Document segment:
■ ■ ■ ■
* tcp_push_pending_frames() without TCP_CORK or TCP_NODELAY
@ 2004-07-30 2:19 Robert White
2004-07-30 2:36 ` David S. Miller
0 siblings, 1 reply; 9+ messages in thread
From: Robert White @ 2004-07-30 2:19 UTC (permalink / raw)
To: linux-kernel
Greetings,
I have several environments where I have two or more boxes tied together with
short/private Ethernet segments. The applications on these boxes toss events back
and forth using that network. Reliability is most important so I use TCP, but
performance is also important as a close second. The events are often quite short
and are, as often as not assembled on the fly in the code via multiple writes.
The protocol(s) also have "known complete" moments where the sender knows that a
complete event has been written.
If I turn Nagle off, then the segmented write-on-assembly generates a lot of very
short (3 to 30 etc bytes) packets; if I leave it on then Nagle tends to delay the
complete events (because, of course, the stack isn't psychic 8-).
I currently flush these event boundaries by turning nagle off and then back on using
back-to-back calls to setsockop(). The extra syscalls seem like a waste. To that
end I am looking into a patch to add a SIOCFLUSH ioctl or similar.
The below [untested] patch is my first-take on the question. I am interested in
knowing whether this looks useful to others (or ill conceived etc 8-) before I try to
add this to the tree pervasively.
■ ■ ■ ■
Data for processing:
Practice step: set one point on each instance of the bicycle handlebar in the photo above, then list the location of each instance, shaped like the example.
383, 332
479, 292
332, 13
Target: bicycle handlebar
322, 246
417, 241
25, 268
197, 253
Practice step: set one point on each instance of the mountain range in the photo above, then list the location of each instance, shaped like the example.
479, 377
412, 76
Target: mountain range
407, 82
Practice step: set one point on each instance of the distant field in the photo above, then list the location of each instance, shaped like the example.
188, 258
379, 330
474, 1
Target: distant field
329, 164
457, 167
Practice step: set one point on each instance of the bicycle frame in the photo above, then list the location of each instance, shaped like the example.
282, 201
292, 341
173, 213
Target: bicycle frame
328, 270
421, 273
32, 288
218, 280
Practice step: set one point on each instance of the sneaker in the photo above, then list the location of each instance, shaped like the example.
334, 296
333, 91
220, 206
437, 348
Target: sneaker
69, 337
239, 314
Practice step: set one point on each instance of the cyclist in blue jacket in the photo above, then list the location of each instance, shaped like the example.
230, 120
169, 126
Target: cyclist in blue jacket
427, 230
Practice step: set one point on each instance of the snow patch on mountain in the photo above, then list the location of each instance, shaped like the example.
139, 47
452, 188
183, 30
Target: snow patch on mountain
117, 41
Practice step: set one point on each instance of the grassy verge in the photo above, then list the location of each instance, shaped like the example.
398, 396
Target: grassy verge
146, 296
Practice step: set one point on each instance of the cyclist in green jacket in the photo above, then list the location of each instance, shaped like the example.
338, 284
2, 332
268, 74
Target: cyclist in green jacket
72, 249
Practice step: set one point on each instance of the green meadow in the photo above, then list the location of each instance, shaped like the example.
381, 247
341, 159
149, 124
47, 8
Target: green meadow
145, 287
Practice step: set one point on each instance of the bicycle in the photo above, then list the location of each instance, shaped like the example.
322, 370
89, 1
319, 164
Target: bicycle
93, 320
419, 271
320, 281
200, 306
■ ■ ■ ■
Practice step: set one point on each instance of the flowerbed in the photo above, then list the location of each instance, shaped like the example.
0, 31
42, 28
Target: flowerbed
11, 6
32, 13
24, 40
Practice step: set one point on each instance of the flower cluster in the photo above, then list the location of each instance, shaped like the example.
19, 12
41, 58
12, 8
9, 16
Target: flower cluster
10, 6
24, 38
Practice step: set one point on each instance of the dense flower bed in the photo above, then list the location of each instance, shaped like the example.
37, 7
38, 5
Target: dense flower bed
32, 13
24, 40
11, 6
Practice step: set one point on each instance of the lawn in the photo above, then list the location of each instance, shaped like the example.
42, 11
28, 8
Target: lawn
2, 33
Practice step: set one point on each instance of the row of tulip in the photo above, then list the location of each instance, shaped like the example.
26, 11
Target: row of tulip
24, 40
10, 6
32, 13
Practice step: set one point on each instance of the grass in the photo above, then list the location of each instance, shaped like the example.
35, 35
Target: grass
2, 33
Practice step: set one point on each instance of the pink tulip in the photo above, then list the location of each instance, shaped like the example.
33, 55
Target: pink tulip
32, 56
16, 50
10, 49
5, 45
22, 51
■ ■ ■ ■
To-do list:
• A. From the mailing-list post about flushing TCP writes, list every code identifier it names: function names, socket options, and ioctl names.
• B. Gather every line of the listing that contains the string "tulip".

Written answers:
• A.
tcp_push_pending_frames()
TCP_CORK
TCP_NODELAY
setsockop()
SIOCFLUSH

• B.
Practice step: set one point on each instance of the row of tulip in the photo above, then list the location of each instance, shaped like the example.
Target: row of tulip
Practice step: set one point on each instance of the pink tulip in the photo above, then list the location of each instance, shaped like the example.
Target: pink tulip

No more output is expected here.